##### RECORDED INFORMATION

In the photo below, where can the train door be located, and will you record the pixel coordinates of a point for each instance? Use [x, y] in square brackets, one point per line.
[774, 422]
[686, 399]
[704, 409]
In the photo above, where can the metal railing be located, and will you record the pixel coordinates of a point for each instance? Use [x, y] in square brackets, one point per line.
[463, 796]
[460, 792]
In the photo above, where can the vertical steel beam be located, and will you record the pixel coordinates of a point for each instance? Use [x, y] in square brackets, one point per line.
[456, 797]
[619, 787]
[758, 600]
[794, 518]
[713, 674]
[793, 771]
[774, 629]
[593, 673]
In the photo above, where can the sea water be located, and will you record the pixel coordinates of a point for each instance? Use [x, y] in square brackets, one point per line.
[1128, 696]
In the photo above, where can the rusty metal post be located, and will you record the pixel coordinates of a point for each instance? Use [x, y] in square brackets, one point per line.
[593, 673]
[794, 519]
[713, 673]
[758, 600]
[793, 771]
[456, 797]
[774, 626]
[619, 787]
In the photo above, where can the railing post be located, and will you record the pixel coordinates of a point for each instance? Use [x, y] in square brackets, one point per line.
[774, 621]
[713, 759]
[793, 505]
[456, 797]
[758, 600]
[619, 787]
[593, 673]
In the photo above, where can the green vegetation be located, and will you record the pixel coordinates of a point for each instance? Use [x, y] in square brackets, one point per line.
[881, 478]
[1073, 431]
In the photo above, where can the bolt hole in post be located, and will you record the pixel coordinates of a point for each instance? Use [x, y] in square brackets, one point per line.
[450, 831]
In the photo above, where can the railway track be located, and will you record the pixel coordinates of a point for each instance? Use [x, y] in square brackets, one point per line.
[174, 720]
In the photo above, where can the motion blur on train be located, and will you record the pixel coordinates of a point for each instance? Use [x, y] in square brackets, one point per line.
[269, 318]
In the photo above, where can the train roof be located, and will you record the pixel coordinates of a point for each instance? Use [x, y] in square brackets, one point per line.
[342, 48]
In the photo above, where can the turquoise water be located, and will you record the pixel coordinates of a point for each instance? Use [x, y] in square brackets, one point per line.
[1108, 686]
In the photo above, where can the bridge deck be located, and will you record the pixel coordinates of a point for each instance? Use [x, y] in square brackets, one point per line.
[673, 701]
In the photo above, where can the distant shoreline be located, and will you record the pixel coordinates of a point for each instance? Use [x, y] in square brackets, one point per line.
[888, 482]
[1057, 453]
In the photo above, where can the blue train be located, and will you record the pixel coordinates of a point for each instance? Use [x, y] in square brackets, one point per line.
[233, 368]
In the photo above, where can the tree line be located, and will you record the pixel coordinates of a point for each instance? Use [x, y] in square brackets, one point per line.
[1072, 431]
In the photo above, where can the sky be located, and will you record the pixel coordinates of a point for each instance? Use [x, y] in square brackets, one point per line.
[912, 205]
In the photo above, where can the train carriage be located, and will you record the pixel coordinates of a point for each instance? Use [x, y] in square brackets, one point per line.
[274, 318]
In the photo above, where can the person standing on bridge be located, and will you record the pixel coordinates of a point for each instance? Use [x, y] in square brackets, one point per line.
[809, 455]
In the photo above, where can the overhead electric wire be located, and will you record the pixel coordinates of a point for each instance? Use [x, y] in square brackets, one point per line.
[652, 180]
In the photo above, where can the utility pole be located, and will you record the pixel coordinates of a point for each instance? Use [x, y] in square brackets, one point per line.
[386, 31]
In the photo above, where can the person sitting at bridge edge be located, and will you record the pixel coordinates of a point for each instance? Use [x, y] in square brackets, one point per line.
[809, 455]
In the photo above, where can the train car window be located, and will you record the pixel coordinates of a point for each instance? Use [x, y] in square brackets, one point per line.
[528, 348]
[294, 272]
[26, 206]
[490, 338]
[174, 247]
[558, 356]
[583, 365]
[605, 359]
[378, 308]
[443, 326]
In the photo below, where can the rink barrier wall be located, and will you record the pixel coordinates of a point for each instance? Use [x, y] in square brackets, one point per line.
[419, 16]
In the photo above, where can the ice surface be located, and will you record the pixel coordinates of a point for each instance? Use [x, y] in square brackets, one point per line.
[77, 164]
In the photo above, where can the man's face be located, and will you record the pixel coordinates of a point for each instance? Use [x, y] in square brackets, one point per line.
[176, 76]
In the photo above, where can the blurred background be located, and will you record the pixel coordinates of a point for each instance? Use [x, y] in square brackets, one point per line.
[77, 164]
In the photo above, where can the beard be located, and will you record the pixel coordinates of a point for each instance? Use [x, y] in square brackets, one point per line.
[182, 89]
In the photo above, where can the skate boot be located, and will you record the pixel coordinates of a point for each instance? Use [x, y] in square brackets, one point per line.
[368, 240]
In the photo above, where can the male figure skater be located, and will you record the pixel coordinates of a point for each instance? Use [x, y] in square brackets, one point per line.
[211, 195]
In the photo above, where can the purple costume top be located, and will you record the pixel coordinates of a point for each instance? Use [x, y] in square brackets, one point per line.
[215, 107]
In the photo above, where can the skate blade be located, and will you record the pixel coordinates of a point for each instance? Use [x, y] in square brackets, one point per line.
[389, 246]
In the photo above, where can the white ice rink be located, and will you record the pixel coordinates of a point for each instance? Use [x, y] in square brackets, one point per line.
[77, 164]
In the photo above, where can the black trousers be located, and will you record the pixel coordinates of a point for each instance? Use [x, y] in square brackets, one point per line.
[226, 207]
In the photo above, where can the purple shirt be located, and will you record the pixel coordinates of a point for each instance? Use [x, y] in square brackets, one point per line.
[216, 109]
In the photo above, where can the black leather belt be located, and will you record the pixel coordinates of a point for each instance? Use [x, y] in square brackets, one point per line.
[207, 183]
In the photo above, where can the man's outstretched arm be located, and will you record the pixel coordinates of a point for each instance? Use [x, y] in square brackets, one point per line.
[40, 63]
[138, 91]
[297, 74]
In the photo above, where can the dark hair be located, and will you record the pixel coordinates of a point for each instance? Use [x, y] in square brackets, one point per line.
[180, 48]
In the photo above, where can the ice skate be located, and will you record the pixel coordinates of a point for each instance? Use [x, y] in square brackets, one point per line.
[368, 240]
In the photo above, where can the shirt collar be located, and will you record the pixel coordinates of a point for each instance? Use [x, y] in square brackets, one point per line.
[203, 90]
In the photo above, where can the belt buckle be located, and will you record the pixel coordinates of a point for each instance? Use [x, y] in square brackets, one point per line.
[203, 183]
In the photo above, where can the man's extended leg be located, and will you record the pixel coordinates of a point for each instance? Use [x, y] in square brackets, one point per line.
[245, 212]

##########

Render every line of the listing above as a Markdown table with two columns, Row and Line, giving each line its row number. Omit blank lines.

| Row | Line |
|---|---|
| 1 | In the photo below, where can the train door be located, and will you record the pixel coordinates of a point for each instance? Use [x, y] in square brackets, one point per line. |
| 2 | [774, 422] |
| 3 | [686, 399] |
| 4 | [704, 409] |
| 5 | In the photo above, where can the metal railing be located, and will you record the pixel coordinates of a point for each instance? Use [x, y] in square brackets, one point per line. |
| 6 | [463, 796] |
| 7 | [460, 792] |
| 8 | In the photo above, where can the vertical steel beam be located, and will you record the pixel coordinates of a point for each instance? Use [x, y] in square brackets, one point per line. |
| 9 | [456, 797] |
| 10 | [619, 787] |
| 11 | [758, 600] |
| 12 | [794, 518] |
| 13 | [713, 674] |
| 14 | [793, 771] |
| 15 | [774, 629] |
| 16 | [593, 673] |
| 17 | In the photo above, where can the sea water be located, and will you record the pixel coordinates of a point for each instance? Use [x, y] in square brackets, one point per line. |
| 18 | [1128, 696] |
| 19 | In the photo above, where can the rusty metal post be located, and will you record the pixel coordinates of a point for each instance? Use [x, y] in square brackets, one point per line. |
| 20 | [593, 673] |
| 21 | [794, 519] |
| 22 | [713, 673] |
| 23 | [758, 600] |
| 24 | [793, 771] |
| 25 | [456, 797] |
| 26 | [774, 626] |
| 27 | [619, 787] |
| 28 | In the photo above, where can the railing post be located, and will you record the pixel coordinates of a point for each instance? Use [x, y] in square brackets, one point per line. |
| 29 | [774, 621] |
| 30 | [713, 759] |
| 31 | [793, 505] |
| 32 | [456, 797] |
| 33 | [758, 600] |
| 34 | [619, 787] |
| 35 | [593, 673] |
| 36 | In the photo above, where can the green vegetation be located, and will you record the pixel coordinates of a point for each instance? Use [x, y] in square brackets, one point per line. |
| 37 | [881, 478] |
| 38 | [1073, 431] |
| 39 | In the photo above, where can the bolt hole in post be located, and will you record the pixel coordinates of a point for each instance? Use [x, y] in square brackets, one point per line. |
| 40 | [450, 831] |
| 41 | In the photo above, where can the railway track be located, and will you record the pixel coordinates of a point for each instance? Use [x, y] in square brackets, one point per line. |
| 42 | [174, 720] |
| 43 | In the photo above, where can the motion blur on train be located, and will you record the pixel coordinates of a point for each instance? Use [x, y] in square brackets, one point per line. |
| 44 | [269, 318] |
| 45 | In the photo above, where can the train roof be located, and will you record the pixel coordinates of a point for each instance? Use [x, y] in square brackets, one point per line. |
| 46 | [342, 48] |
| 47 | In the photo above, where can the turquoise water be located, and will you record the pixel coordinates of a point for each instance? Use [x, y] in square brackets, one point per line. |
| 48 | [1108, 686] |
| 49 | In the photo above, where can the bridge deck be located, and will you record the pixel coordinates of a point for each instance? Use [x, y] in square brackets, one point per line. |
| 50 | [673, 701] |
| 51 | In the photo above, where can the distant shoreline be located, and will you record the pixel coordinates of a point for each instance? Use [x, y] in square brackets, one point per line. |
| 52 | [888, 482] |
| 53 | [1057, 453] |
| 54 | In the photo above, where can the blue train be located, and will you record the pixel coordinates of a point for each instance? Use [x, y] in square brackets, one point per line. |
| 55 | [233, 368] |
| 56 | In the photo above, where can the tree line be located, and will you record the pixel coordinates of a point for each instance? Use [x, y] in square brackets, one point per line. |
| 57 | [1072, 431] |
| 58 | In the photo above, where can the sky be located, and will you record the pixel coordinates of a point for each instance? Use [x, y] in square brackets, one point per line. |
| 59 | [912, 205] |
| 60 | In the photo above, where can the train carriage be located, and will you record the pixel coordinates of a point for each instance? Use [x, y] in square brackets, one point per line. |
| 61 | [274, 318] |
| 62 | In the photo above, where can the person standing on bridge be located, and will you record the pixel coordinates of a point for each instance? Use [x, y] in square brackets, one point per line. |
| 63 | [809, 455] |
| 64 | In the photo above, where can the overhead electric wire be located, and will you record the pixel coordinates of a point for each instance? Use [x, y] in square brackets, one point per line. |
| 65 | [652, 180] |
| 66 | In the photo above, where can the utility pole be located, and will you record the pixel coordinates of a point for each instance? Use [x, y] in square brackets, one point per line. |
| 67 | [386, 31] |
| 68 | In the photo above, where can the person sitting at bridge edge be located, and will you record the pixel coordinates of a point for each instance? Use [x, y] in square brackets, one point per line. |
| 69 | [809, 455] |
| 70 | In the photo above, where can the train car window be located, and will you record the pixel coordinates of a point for each instance? Use [x, y] in square brackets, one point per line. |
| 71 | [528, 348] |
| 72 | [294, 272] |
| 73 | [26, 206] |
| 74 | [490, 338] |
| 75 | [174, 247] |
| 76 | [558, 356] |
| 77 | [583, 365] |
| 78 | [605, 359] |
| 79 | [378, 308] |
| 80 | [443, 326] |
| 81 | In the photo below, where can the rink barrier wall be located, and will you record the pixel coordinates of a point for each instance? Use [x, y] in square brackets, one point per line. |
| 82 | [419, 16] |
| 83 | In the photo above, where can the ice surface be located, and will you record the pixel coordinates of a point for each instance? Use [x, y] in square brackets, one point per line. |
| 84 | [77, 164] |
| 85 | In the photo above, where can the man's face be located, and will you record the pixel coordinates of a point for each instance? Use [x, y] in square brackets, one point per line. |
| 86 | [176, 76] |
| 87 | In the photo above, where can the blurred background be located, and will you record the pixel coordinates of a point for each instance? Use [x, y] in square brackets, one point per line. |
| 88 | [77, 164] |
| 89 | In the photo above, where can the beard be located, and will you record the pixel coordinates of a point for each instance? Use [x, y] in square brackets, one point per line. |
| 90 | [182, 89] |
| 91 | In the photo above, where can the skate boot be located, and will you record the pixel coordinates of a point for each instance? Use [x, y] in square brackets, one point per line. |
| 92 | [368, 240] |
| 93 | In the photo above, where can the male figure skater be located, and will you record the pixel coordinates of a point for each instance? Use [x, y] in square brackets, one point per line. |
| 94 | [211, 195] |
| 95 | In the photo above, where can the purple costume top be located, and will you record the pixel coordinates of a point for each instance? Use [x, y] in square brackets, one point per line. |
| 96 | [215, 107] |
| 97 | In the photo above, where can the skate blade be located, and will you record the pixel coordinates of a point for each instance? Use [x, y] in square brackets, one point per line. |
| 98 | [389, 246] |
| 99 | In the photo above, where can the white ice rink be located, and will you record the pixel coordinates of a point for each instance? Use [x, y] in square brackets, one point per line. |
| 100 | [77, 164] |
| 101 | In the photo above, where can the black trousers be located, and will you record the pixel coordinates of a point for each instance? Use [x, y] in square brackets, one point per line. |
| 102 | [226, 207] |
| 103 | In the photo above, where can the purple shirt be located, and will you record the pixel coordinates of a point for each instance? Use [x, y] in square brackets, one point per line. |
| 104 | [216, 109] |
| 105 | In the photo above, where can the black leather belt be located, and will you record the pixel coordinates of a point for each instance? Use [x, y] in square brackets, one point per line. |
| 106 | [207, 183] |
| 107 | In the photo above, where can the man's outstretched arm be located, and will you record the pixel coordinates of a point for each instance? Use [x, y] in square brackets, one point per line. |
| 108 | [40, 63] |
| 109 | [138, 91] |
| 110 | [297, 74] |
| 111 | In the photo above, where can the dark hair be located, and will you record the pixel coordinates of a point for each instance? Use [x, y] in square brackets, one point per line. |
| 112 | [180, 48] |
| 113 | In the photo above, where can the ice skate be located, and will you record the pixel coordinates of a point for each instance? Use [x, y] in square brackets, one point per line. |
| 114 | [368, 240] |
| 115 | In the photo above, where can the shirt collar be located, and will you record the pixel coordinates of a point for each instance? Use [x, y] in square brackets, one point per line. |
| 116 | [203, 90] |
| 117 | In the photo above, where can the belt buckle be located, and will you record the pixel coordinates of a point for each instance? Use [x, y] in square brackets, one point per line. |
| 118 | [203, 183] |
| 119 | In the photo above, where can the man's extended leg be located, and will you record the pixel coordinates of a point for each instance? Use [x, y] in square brackets, one point per line. |
| 120 | [245, 212] |